* START Records for this exercise *
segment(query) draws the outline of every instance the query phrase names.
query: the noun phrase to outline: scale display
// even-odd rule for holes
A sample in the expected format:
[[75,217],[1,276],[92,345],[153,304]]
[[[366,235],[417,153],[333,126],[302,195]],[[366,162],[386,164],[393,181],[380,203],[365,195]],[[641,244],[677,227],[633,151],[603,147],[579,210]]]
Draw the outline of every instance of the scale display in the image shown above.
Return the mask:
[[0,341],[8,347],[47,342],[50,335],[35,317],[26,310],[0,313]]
* END Records for this exercise *
◆ Your instructions ◆
Copy every row above, keeping all the text the same except for the answer outlines. In those outlines, adjust each coordinate by adding -54 to it.

◆ Reply ◆
segment(query) draws the outline of every instance the query phrase names.
query: the noun phrase to outline: scale display
// even-odd rule for holes
A sample in the expected format:
[[75,217],[1,276],[92,345],[153,304]]
[[[366,235],[417,153],[333,126],[302,195]],[[366,162],[386,164],[393,181],[380,203],[365,195]],[[641,244],[677,227],[633,151],[603,147],[579,210]]]
Draw the outline of every instance of the scale display in the image shown above.
Return the mask:
[[-54,287],[-46,293],[-7,288],[-4,281],[-19,263],[-28,256],[-54,259]]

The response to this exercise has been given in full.